**Tarefa A:**
Reescreva de forma mais curta o parágrafo da matéria sobre Rita Lee que começa com "Resguardada na segurança de sua casa", mantendo os fatos principais.
**Tarefa B:**
Responda com base na matéria sobre Rita Lee, uma resposta por linha:
(i) Há quanto tempo ela mora no condomínio?
(ii) Há pelo menos quantos anos ela só respondia a jornalistas por e-mail?
(iii) O que reúne o pacote "Multi-show Ao Vivo"?
**Tarefa C:**
Estenda a matéria sobre Rita Lee a partir da última frase.

**Bloco de texto:**
+===+

MARCUS PRETO
Colaboração para a Folha
Resguardada na segurança de sua casa, no condomínio onde vive há dois anos, na Granja Viana, em Cotia, Rita Lee nem parece a rainha roqueira. Ali, seu tempo passa devagar, enquanto rega as dezenas de orquídeas que, organizadas sobre uma mesa, dividem a sala em dois ambientes.
Cuida da horta, planta, colhe. Dá comida às carpas e às tartarugas que moram no lago ao lado da sua janela. E entra muito pouco no pequeno estúdio construído no quintal.
"As turnês continuam intensas. Quando volto pra casa, a música não toma muito tempo da minha vida", diz.
Rita não abria essa intimidade perfumada de incenso há pelo menos 12 anos, quando optou por responder a jornalistas apenas por e-mail. Mas agora alguma coisa mudou.
Marisa Cauduro/Folha Imagem | ||
A cantora e compositora Rita Lee, que acaba de lançar disco ao vivo, posa em sua casa em Cotia (SP) |
Está divulgando seu "Multi-show Ao Vivo" --pacote de CD e DVD que registra a turnê de seu show mais recente. E, pela primeira vez em todo esse tempo, recebe um repórter em sua sala de estar.

+===+

**Listagem salva:**
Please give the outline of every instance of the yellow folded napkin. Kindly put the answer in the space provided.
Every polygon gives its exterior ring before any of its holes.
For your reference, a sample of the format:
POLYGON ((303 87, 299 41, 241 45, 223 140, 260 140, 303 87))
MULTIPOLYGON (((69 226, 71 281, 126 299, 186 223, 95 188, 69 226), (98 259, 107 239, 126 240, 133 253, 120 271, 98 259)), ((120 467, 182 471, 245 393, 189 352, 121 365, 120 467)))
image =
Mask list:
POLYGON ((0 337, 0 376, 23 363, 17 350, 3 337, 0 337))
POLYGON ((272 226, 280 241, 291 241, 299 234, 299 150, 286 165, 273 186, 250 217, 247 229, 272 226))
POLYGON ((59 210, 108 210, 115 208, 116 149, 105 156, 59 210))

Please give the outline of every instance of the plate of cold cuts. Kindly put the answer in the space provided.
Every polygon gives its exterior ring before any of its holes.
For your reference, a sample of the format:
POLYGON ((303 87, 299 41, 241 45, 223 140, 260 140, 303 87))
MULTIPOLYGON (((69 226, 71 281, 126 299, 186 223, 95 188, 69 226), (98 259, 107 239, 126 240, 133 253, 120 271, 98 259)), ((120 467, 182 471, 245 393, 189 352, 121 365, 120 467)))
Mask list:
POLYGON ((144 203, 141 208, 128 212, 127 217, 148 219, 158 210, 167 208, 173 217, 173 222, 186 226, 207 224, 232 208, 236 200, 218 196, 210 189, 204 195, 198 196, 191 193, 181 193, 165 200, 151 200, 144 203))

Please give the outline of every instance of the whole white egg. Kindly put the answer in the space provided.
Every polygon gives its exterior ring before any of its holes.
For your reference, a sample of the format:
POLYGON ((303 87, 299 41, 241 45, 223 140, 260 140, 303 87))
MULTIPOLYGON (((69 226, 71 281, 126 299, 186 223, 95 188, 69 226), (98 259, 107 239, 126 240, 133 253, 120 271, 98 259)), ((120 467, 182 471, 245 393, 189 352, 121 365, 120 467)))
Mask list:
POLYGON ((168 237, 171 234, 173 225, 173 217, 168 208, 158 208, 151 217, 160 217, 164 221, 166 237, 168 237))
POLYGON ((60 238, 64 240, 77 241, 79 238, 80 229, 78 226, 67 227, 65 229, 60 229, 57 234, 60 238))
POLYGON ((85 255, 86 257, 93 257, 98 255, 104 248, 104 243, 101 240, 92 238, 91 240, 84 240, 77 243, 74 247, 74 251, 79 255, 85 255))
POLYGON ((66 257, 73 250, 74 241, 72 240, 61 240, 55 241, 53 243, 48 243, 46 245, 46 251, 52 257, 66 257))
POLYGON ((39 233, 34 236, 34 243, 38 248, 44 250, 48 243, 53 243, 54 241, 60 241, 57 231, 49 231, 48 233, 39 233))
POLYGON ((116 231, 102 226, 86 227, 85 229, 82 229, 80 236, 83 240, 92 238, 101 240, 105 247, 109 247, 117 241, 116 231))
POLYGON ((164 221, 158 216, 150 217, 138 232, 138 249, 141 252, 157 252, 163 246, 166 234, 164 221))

+===+

**Resultado A:**
Rita Lee mora há dois anos num condomínio na Granja Viana, em Cotia. Em casa, nem parece a rainha roqueira. Lá o tempo passa devagar enquanto ela rega as dezenas de orquídeas que ficam sobre uma mesa e dividem a sala em dois ambientes.

**Resultado B:**
(i) Há dois anos.
(ii) Há pelo menos 12 anos.
(iii) Um CD e um DVD que registram a turnê do show mais recente dela.

**Resultado C:**
"Foi um lapso, uma guarda baixa", brinca. "Por e-mail continua sendo muito mais confortável --tanto para o jornalista quanto para mim. Ele não pega trânsito, eu não tenho que passar batom, é muito mais fácil."
Apesar da gripe forte, fuma um cigarro atrás do outro. É o único vício que diz não ter largado depois de experimentar quase todos. Enquanto conversa, pega no colo algum de seus cinco gatos --que, pode-se notar, convivem pacificamente com os cinco cães da casa.
Há exatos 30 anos, Rita começou essa nova vida. Na contracapa de seu LP de 1979, aparecia grávida e, postura emblemática, apoiava seu corpo sobre o do marido, Roberto de Carvalho. A maior roqueira do Brasil havia se tornado, como costumavam dizer na época, uma "mãe de família".
"Antes do Roberto, eu era boy total. Coçava saco. Sempre andei com menino, de carrinho de rolimã", lembra. "Eu tenho um pé na sapataria. Todo mundo tem um pouco, eu acho. Mas, no meu caso, minhas inspirações eram sempre masculinas: Bowie, Jagger..."
Depois que conheceu Roberto, sua feminilidade subiu para o primeiro plano --inclusive na música. "Comecei a passar batom, usar sutiã. Foi uma descoberta", afirma.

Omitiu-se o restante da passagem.